-- Information supplied follows --
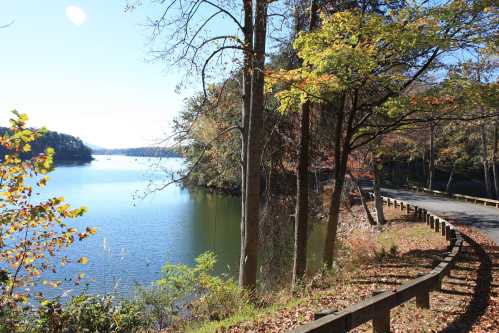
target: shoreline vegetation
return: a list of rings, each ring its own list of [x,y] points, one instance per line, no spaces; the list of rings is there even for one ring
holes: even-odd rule
[[[9,128],[0,127],[0,135],[11,132]],[[43,135],[30,143],[30,150],[21,153],[23,159],[30,159],[33,156],[42,154],[47,148],[54,149],[54,163],[56,165],[67,165],[74,163],[89,163],[93,160],[92,150],[86,146],[80,138],[58,133],[55,131],[43,130]],[[0,146],[0,156],[8,153],[8,149]]]
[[[182,157],[181,154],[170,148],[164,147],[137,147],[137,148],[96,148],[92,149],[94,155],[124,155],[132,157]]]

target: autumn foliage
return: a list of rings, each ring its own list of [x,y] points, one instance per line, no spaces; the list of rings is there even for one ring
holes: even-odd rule
[[[56,272],[70,263],[60,252],[75,240],[96,232],[79,231],[71,220],[85,213],[72,208],[63,197],[41,199],[47,174],[53,168],[54,150],[24,159],[31,144],[44,135],[45,129],[27,127],[28,117],[17,111],[10,120],[10,130],[0,137],[8,153],[0,163],[0,308],[28,301],[30,287],[37,283],[58,286],[59,281],[42,280],[46,271]],[[57,259],[56,259],[57,258]],[[85,264],[86,257],[79,258]],[[38,295],[43,296],[43,295]],[[1,312],[0,312],[1,314]]]

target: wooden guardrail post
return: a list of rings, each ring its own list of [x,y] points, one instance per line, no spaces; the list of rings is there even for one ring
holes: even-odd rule
[[[435,290],[442,290],[442,278],[438,278],[437,284],[435,285]]]
[[[428,289],[421,290],[416,295],[416,306],[421,309],[430,308],[430,291]]]
[[[373,296],[384,293],[386,290],[375,290]],[[390,333],[390,310],[379,311],[373,318],[373,333]]]
[[[407,215],[409,215],[411,213],[411,205],[407,204],[405,205],[405,208],[407,208]]]
[[[435,225],[435,232],[439,232],[440,231],[440,219],[435,218],[434,225]]]
[[[449,241],[450,241],[450,245],[449,245],[449,250],[450,250],[456,244],[456,230],[455,229],[450,229],[450,238],[449,238]]]
[[[445,239],[450,240],[450,225],[449,224],[447,224],[445,226]]]
[[[430,225],[430,214],[428,214],[428,212],[426,211],[425,209],[425,214],[424,214],[425,218],[425,222],[426,222],[426,225]]]
[[[435,218],[430,215],[430,228],[435,229]]]
[[[441,225],[440,225],[441,228],[440,229],[442,229],[442,236],[445,236],[445,231],[446,231],[445,230],[446,229],[445,226],[447,225],[447,223],[445,223],[445,221],[442,221],[440,223],[441,223]]]

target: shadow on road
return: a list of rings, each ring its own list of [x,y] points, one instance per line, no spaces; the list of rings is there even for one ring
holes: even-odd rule
[[[476,243],[473,239],[463,234],[464,240],[470,245],[474,251],[472,258],[478,260],[480,266],[478,268],[477,276],[475,279],[475,287],[471,295],[471,300],[467,304],[465,312],[454,319],[446,328],[440,331],[440,333],[454,333],[454,332],[468,332],[471,330],[472,326],[480,319],[480,317],[487,310],[487,306],[490,299],[491,293],[491,283],[492,283],[492,260],[483,249],[480,244]],[[495,252],[495,251],[494,251]],[[494,253],[495,254],[495,253]],[[470,254],[471,255],[471,254]],[[463,255],[461,255],[463,257]],[[459,261],[462,262],[460,257]],[[457,264],[459,264],[459,261]],[[459,269],[459,268],[455,268]],[[462,284],[471,285],[473,281],[468,279],[463,279]],[[443,293],[455,294],[455,291],[442,290]]]

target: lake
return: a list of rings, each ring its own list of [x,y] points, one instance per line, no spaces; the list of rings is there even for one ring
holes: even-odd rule
[[[138,283],[148,285],[160,277],[164,263],[192,264],[202,252],[212,250],[217,273],[236,274],[240,250],[240,199],[189,190],[178,184],[145,199],[134,199],[150,181],[168,179],[161,169],[178,170],[182,159],[94,156],[80,166],[58,166],[50,173],[43,196],[64,196],[72,206],[88,213],[72,223],[91,226],[97,234],[65,251],[70,258],[87,256],[85,266],[70,264],[44,278],[65,281],[67,295],[86,289],[90,293],[128,294]],[[312,236],[313,237],[313,236]],[[69,280],[79,272],[87,284]],[[48,296],[61,290],[39,287]]]

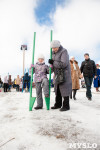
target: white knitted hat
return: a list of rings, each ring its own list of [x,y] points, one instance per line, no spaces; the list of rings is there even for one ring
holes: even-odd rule
[[[50,45],[51,48],[60,47],[60,42],[58,40],[53,40]]]
[[[45,59],[45,57],[43,56],[43,54],[39,54],[39,55],[38,55],[38,59],[39,59],[39,58]]]

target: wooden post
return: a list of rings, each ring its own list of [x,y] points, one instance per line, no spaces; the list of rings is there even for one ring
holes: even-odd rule
[[[25,70],[25,49],[23,49],[23,76],[24,76],[24,70]]]

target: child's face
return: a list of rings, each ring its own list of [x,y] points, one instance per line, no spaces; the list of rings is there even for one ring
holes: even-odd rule
[[[99,66],[97,66],[97,69],[99,69]]]
[[[43,63],[43,62],[44,62],[44,59],[39,58],[38,61],[39,61],[39,63]]]

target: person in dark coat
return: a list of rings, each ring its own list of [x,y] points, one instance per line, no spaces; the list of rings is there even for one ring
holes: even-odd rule
[[[51,42],[52,59],[49,63],[53,66],[55,74],[55,104],[51,109],[61,108],[60,111],[67,111],[70,109],[69,96],[72,91],[71,68],[69,63],[69,55],[65,48],[63,48],[59,41]],[[64,99],[62,105],[62,98]]]
[[[89,58],[89,54],[84,54],[85,61],[81,64],[81,73],[83,73],[85,84],[86,84],[86,97],[88,100],[92,100],[91,86],[93,82],[93,77],[97,77],[96,65],[93,60]]]
[[[99,69],[99,64],[97,64],[96,67],[97,67],[97,78],[94,79],[94,87],[96,88],[96,92],[99,92],[99,87],[100,87],[100,69]]]
[[[8,92],[8,78],[4,77],[4,92]]]
[[[28,75],[28,72],[23,77],[23,85],[24,85],[24,88],[27,87],[28,90],[29,90],[29,87],[30,87],[30,76]]]
[[[1,80],[1,76],[0,76],[0,88],[2,88],[3,82]]]

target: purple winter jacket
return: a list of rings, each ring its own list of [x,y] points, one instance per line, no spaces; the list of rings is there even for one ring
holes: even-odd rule
[[[35,82],[41,82],[44,78],[47,78],[47,74],[49,74],[49,66],[44,62],[37,62],[33,68],[33,72],[35,73]]]

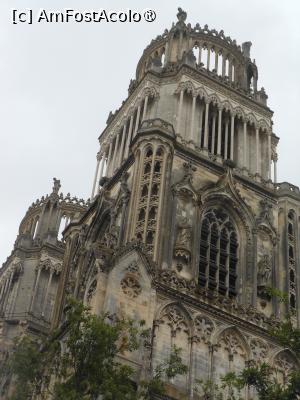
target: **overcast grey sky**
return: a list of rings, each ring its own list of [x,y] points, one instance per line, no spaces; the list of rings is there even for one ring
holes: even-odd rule
[[[66,194],[90,196],[97,137],[110,110],[127,96],[135,67],[152,38],[176,21],[223,29],[252,41],[259,87],[265,87],[280,136],[279,180],[300,185],[299,0],[95,1],[2,0],[0,4],[0,265],[21,219],[52,177]],[[152,8],[153,23],[12,24],[12,9],[61,11]]]

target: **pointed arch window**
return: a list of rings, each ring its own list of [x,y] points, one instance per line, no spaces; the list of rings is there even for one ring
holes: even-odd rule
[[[221,209],[206,211],[200,232],[199,285],[234,297],[237,265],[238,237],[230,217]]]

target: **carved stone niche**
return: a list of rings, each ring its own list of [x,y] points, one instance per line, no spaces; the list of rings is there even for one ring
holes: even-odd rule
[[[191,229],[192,226],[187,217],[178,218],[174,257],[187,265],[191,261]]]
[[[258,231],[257,244],[257,294],[261,298],[262,309],[265,309],[270,300],[267,288],[272,286],[273,243],[263,229]]]
[[[173,268],[187,279],[192,278],[193,221],[196,220],[197,192],[193,186],[195,167],[183,164],[183,177],[173,186],[176,204]]]

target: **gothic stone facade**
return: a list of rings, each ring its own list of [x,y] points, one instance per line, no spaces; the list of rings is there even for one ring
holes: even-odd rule
[[[146,321],[150,346],[126,359],[137,380],[182,349],[189,373],[168,383],[171,398],[196,399],[197,379],[251,360],[282,381],[299,367],[268,328],[287,312],[300,323],[300,192],[276,182],[279,139],[251,42],[177,18],[108,117],[91,202],[59,195],[55,180],[21,223],[0,272],[3,360],[20,332],[59,326],[72,294],[96,314]]]

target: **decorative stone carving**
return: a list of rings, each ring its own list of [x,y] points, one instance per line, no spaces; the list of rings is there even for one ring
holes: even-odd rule
[[[224,346],[229,355],[233,356],[239,354],[246,358],[244,346],[242,345],[240,338],[234,332],[226,331],[220,339],[220,345]]]
[[[119,237],[119,227],[112,225],[108,232],[105,232],[103,235],[103,239],[101,240],[101,244],[114,249],[118,244]]]
[[[195,330],[197,335],[202,339],[205,343],[210,341],[211,334],[214,330],[213,323],[204,316],[197,316],[195,318]]]
[[[129,275],[122,279],[121,288],[123,292],[131,299],[136,298],[142,292],[142,287],[139,281],[133,276]]]
[[[161,283],[171,286],[177,290],[184,290],[193,293],[196,288],[194,281],[189,281],[177,275],[175,271],[164,270],[162,271],[158,279]]]
[[[172,336],[175,336],[178,331],[188,333],[186,318],[176,305],[167,307],[160,321],[169,325]]]
[[[126,268],[126,271],[131,272],[132,274],[136,274],[137,276],[140,275],[140,269],[138,266],[138,263],[136,260],[132,261],[128,267]]]
[[[250,348],[255,361],[264,361],[268,354],[267,345],[259,339],[252,339],[250,342]]]

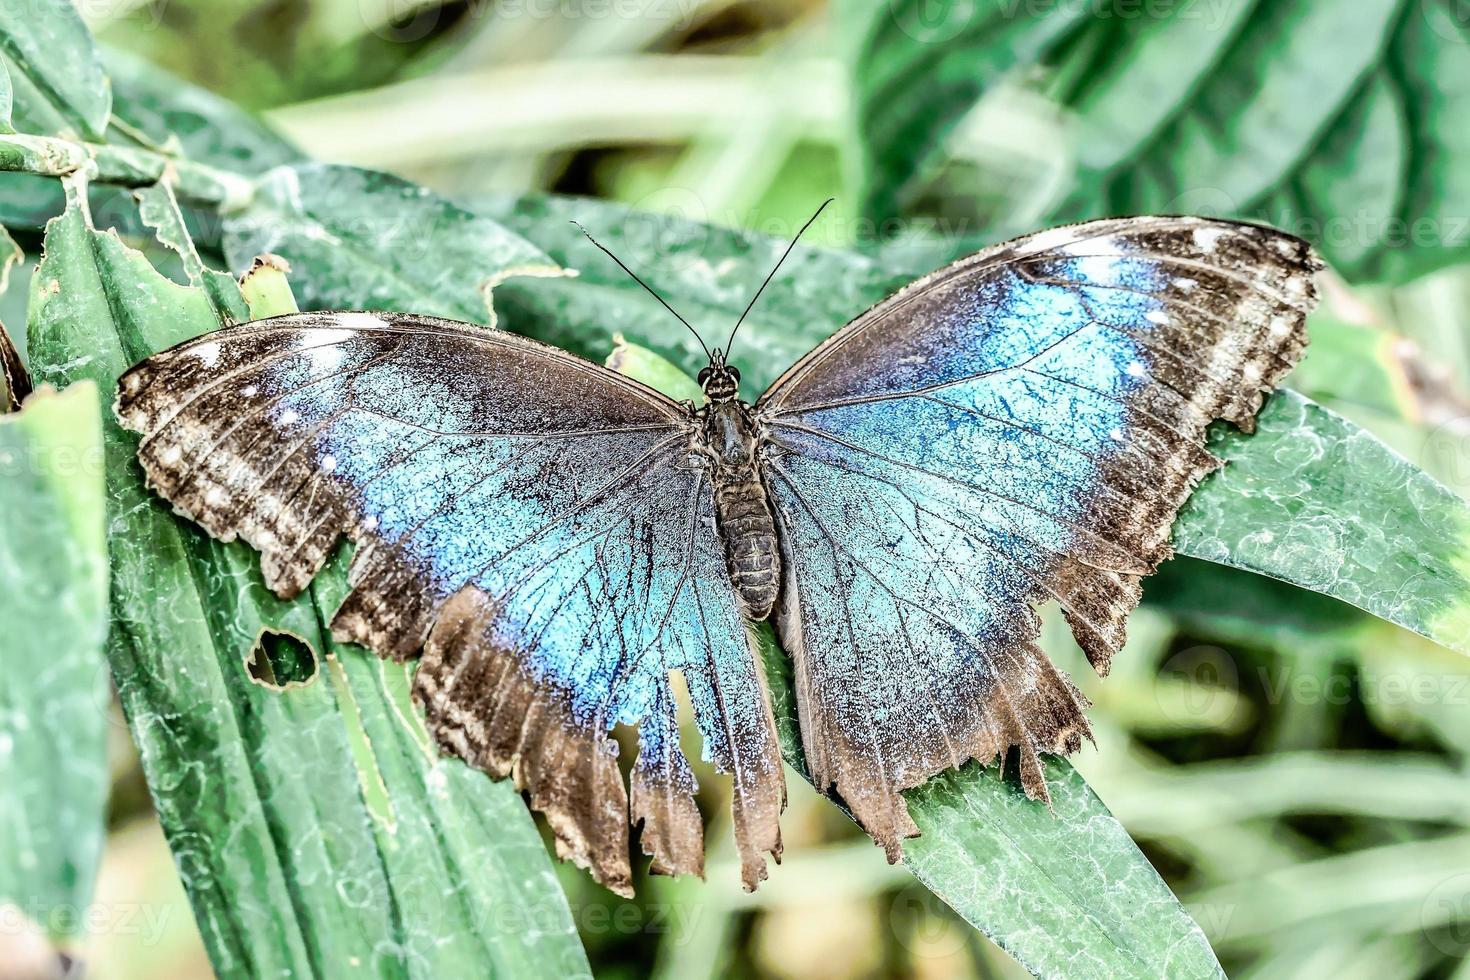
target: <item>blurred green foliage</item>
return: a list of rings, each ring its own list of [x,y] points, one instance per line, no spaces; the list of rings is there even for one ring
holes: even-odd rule
[[[117,0],[82,8],[110,48],[110,88],[101,82],[103,69],[89,68],[84,32],[66,27],[46,35],[41,28],[60,21],[19,17],[60,2],[22,8],[6,0],[0,7],[0,60],[11,79],[0,90],[13,91],[22,110],[6,118],[23,132],[102,140],[127,151],[181,147],[185,161],[215,168],[191,174],[187,163],[180,166],[182,234],[159,202],[145,224],[130,194],[92,195],[96,227],[116,227],[180,282],[206,286],[206,266],[223,267],[228,259],[239,271],[262,248],[315,244],[291,277],[304,301],[345,302],[331,288],[354,278],[371,292],[382,262],[369,255],[365,268],[334,266],[361,263],[362,256],[320,247],[344,234],[332,222],[343,212],[311,211],[331,194],[349,195],[351,178],[343,174],[353,172],[334,179],[333,171],[305,168],[305,179],[319,180],[320,189],[299,199],[280,183],[284,178],[268,183],[265,197],[277,217],[290,217],[286,238],[262,237],[248,214],[222,220],[211,200],[240,192],[231,175],[253,179],[303,156],[380,167],[456,202],[428,205],[442,209],[426,219],[436,229],[464,221],[460,227],[473,231],[472,216],[480,215],[534,243],[536,255],[520,258],[543,264],[549,257],[581,271],[579,280],[502,284],[494,298],[503,325],[597,358],[621,331],[687,369],[693,352],[680,328],[583,251],[565,219],[606,226],[597,230],[618,239],[620,254],[631,255],[693,322],[727,322],[728,309],[741,305],[769,256],[762,239],[722,237],[719,226],[789,236],[817,201],[836,193],[835,213],[813,229],[815,240],[862,255],[805,252],[773,284],[742,355],[754,375],[769,376],[872,296],[981,241],[1100,212],[1264,218],[1318,237],[1342,277],[1329,283],[1312,323],[1313,347],[1292,383],[1461,497],[1470,491],[1470,268],[1463,264],[1470,36],[1453,0],[1375,0],[1351,12],[1325,0],[854,0],[833,10],[774,0]],[[78,56],[63,64],[46,55],[58,48],[46,45],[70,46]],[[149,62],[224,98],[160,75]],[[290,140],[231,102],[265,110]],[[121,154],[110,165],[121,170],[132,162]],[[55,183],[23,175],[0,182],[0,217],[32,264],[41,224],[62,204]],[[527,196],[538,191],[613,203]],[[689,220],[647,219],[647,211]],[[435,267],[423,253],[433,254],[432,236],[383,240],[389,228],[373,219],[357,215],[346,232],[416,259],[406,263],[411,289],[401,302],[488,315],[478,279],[456,264],[460,252]],[[80,225],[61,232],[72,236],[72,247],[131,268],[138,282],[152,283],[147,289],[171,294],[149,278],[147,263],[124,260],[107,236]],[[473,235],[455,241],[469,252],[498,247]],[[706,248],[718,262],[700,263]],[[391,290],[404,288],[400,278],[389,279]],[[12,287],[7,302],[19,289]],[[222,308],[218,294],[199,302],[188,300],[190,316]],[[790,322],[798,310],[805,321]],[[126,310],[107,314],[119,316],[125,321]],[[98,314],[99,330],[104,319]],[[174,325],[181,335],[185,319]],[[50,360],[96,356],[94,348]],[[1291,448],[1288,440],[1284,455],[1243,456],[1240,478],[1249,479],[1255,463],[1289,470]],[[1362,491],[1387,503],[1340,528],[1337,544],[1351,544],[1361,570],[1353,594],[1333,594],[1375,592],[1380,613],[1427,608],[1416,605],[1426,594],[1418,573],[1429,574],[1424,570],[1436,562],[1453,566],[1463,529],[1445,524],[1434,531],[1432,521],[1421,521],[1430,530],[1416,538],[1413,525],[1448,498],[1427,480],[1416,482],[1412,468],[1371,441],[1347,438],[1334,452],[1340,466],[1333,472],[1353,475],[1343,493]],[[1415,506],[1396,510],[1394,500]],[[1277,503],[1282,513],[1271,521],[1289,522],[1296,502]],[[135,519],[155,517],[142,511]],[[171,538],[180,533],[171,523],[159,526]],[[1419,542],[1423,569],[1385,567],[1375,557],[1375,548],[1404,535]],[[230,576],[249,575],[245,556],[225,555],[187,534],[171,547],[197,554],[190,560],[202,564],[189,567],[210,569],[216,592],[236,581]],[[1307,541],[1300,550],[1310,557],[1313,547]],[[1324,584],[1296,581],[1319,590]],[[316,700],[309,706],[250,684],[243,671],[228,672],[224,654],[233,647],[216,640],[241,628],[239,611],[227,603],[212,618],[198,614],[197,635],[180,641],[184,652],[198,657],[215,645],[221,657],[201,665],[215,672],[212,679],[187,683],[214,684],[218,700],[235,698],[261,716],[317,717],[357,700],[358,692],[366,711],[394,703],[395,682],[386,672],[345,654],[333,661],[341,672],[331,683],[319,678],[311,689]],[[1463,649],[1463,619],[1417,625]],[[1470,664],[1463,655],[1315,592],[1190,559],[1170,563],[1150,581],[1131,636],[1101,684],[1064,630],[1046,637],[1048,650],[1096,702],[1099,749],[1076,764],[1186,903],[1231,975],[1470,975],[1461,966],[1470,952],[1470,799],[1463,788]],[[113,662],[116,671],[116,656]],[[147,690],[155,675],[186,683],[138,661],[131,687],[125,673],[119,677],[135,716],[156,694]],[[246,716],[245,734],[228,730],[241,722],[223,724],[219,751],[235,759],[232,765],[269,771],[270,758],[247,758],[264,744],[245,737],[255,717]],[[371,728],[389,720],[362,716],[357,723]],[[295,748],[337,760],[332,786],[344,799],[371,801],[351,784],[365,765],[362,753],[391,742],[398,729],[378,731],[365,741],[334,735],[328,746]],[[147,760],[148,733],[137,737]],[[153,737],[171,736],[164,727]],[[417,763],[406,755],[382,765],[403,763],[409,768],[400,776],[409,780]],[[114,921],[83,952],[98,976],[188,975],[201,960],[186,941],[180,896],[126,884],[130,872],[135,879],[156,876],[162,851],[137,843],[147,801],[137,790],[136,757],[124,751],[120,758],[113,864],[104,862],[98,901],[114,909],[144,902],[179,917],[159,915],[164,925],[135,932]],[[298,770],[284,756],[276,761],[289,782]],[[156,768],[150,776],[156,783]],[[459,792],[494,794],[466,782]],[[650,882],[637,902],[626,903],[557,866],[566,904],[551,914],[577,925],[599,976],[1018,974],[1014,961],[907,872],[886,866],[836,810],[792,782],[783,822],[787,863],[754,895],[732,887],[732,856],[721,851],[728,833],[715,826],[708,884]],[[393,792],[411,792],[402,785]],[[723,812],[720,781],[704,778],[701,785],[707,811]],[[175,833],[195,816],[186,812],[191,807],[228,805],[207,795],[160,799]],[[290,809],[286,797],[281,803]],[[364,819],[376,819],[368,810]],[[262,841],[272,832],[310,836],[310,826],[296,819],[267,821]],[[352,828],[365,852],[384,846],[367,843],[372,826]],[[271,839],[260,853],[293,855],[282,861],[289,866],[298,853],[291,840]],[[175,850],[188,874],[194,852],[178,854],[177,835]],[[148,863],[125,863],[119,872],[118,861]],[[119,877],[124,884],[116,884]],[[391,873],[381,880],[389,879]],[[290,880],[281,879],[283,904],[295,895]],[[209,915],[198,880],[190,884],[207,929],[229,920]],[[974,887],[983,892],[992,884]],[[229,900],[220,897],[221,904]],[[297,914],[310,919],[318,902],[306,901]],[[1091,915],[1087,925],[1103,930],[1116,918]],[[164,935],[174,938],[158,938]],[[217,953],[220,938],[207,938]],[[307,964],[302,972],[322,972],[325,961],[313,959],[321,951],[309,939],[291,948]],[[1079,967],[1073,975],[1086,974]]]
[[[97,390],[43,390],[0,415],[0,906],[86,929],[107,798],[107,547]],[[36,556],[45,555],[39,562]],[[22,669],[26,663],[31,669]],[[0,939],[0,954],[8,952]]]

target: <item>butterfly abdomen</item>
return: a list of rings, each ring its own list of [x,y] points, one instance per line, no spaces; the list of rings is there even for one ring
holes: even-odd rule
-- Information supplied concluded --
What you should do
In the records above, which lines hold the string "foliage"? Copy each one.

Final answer
target: autumn foliage
target: <item>blurred green foliage</item>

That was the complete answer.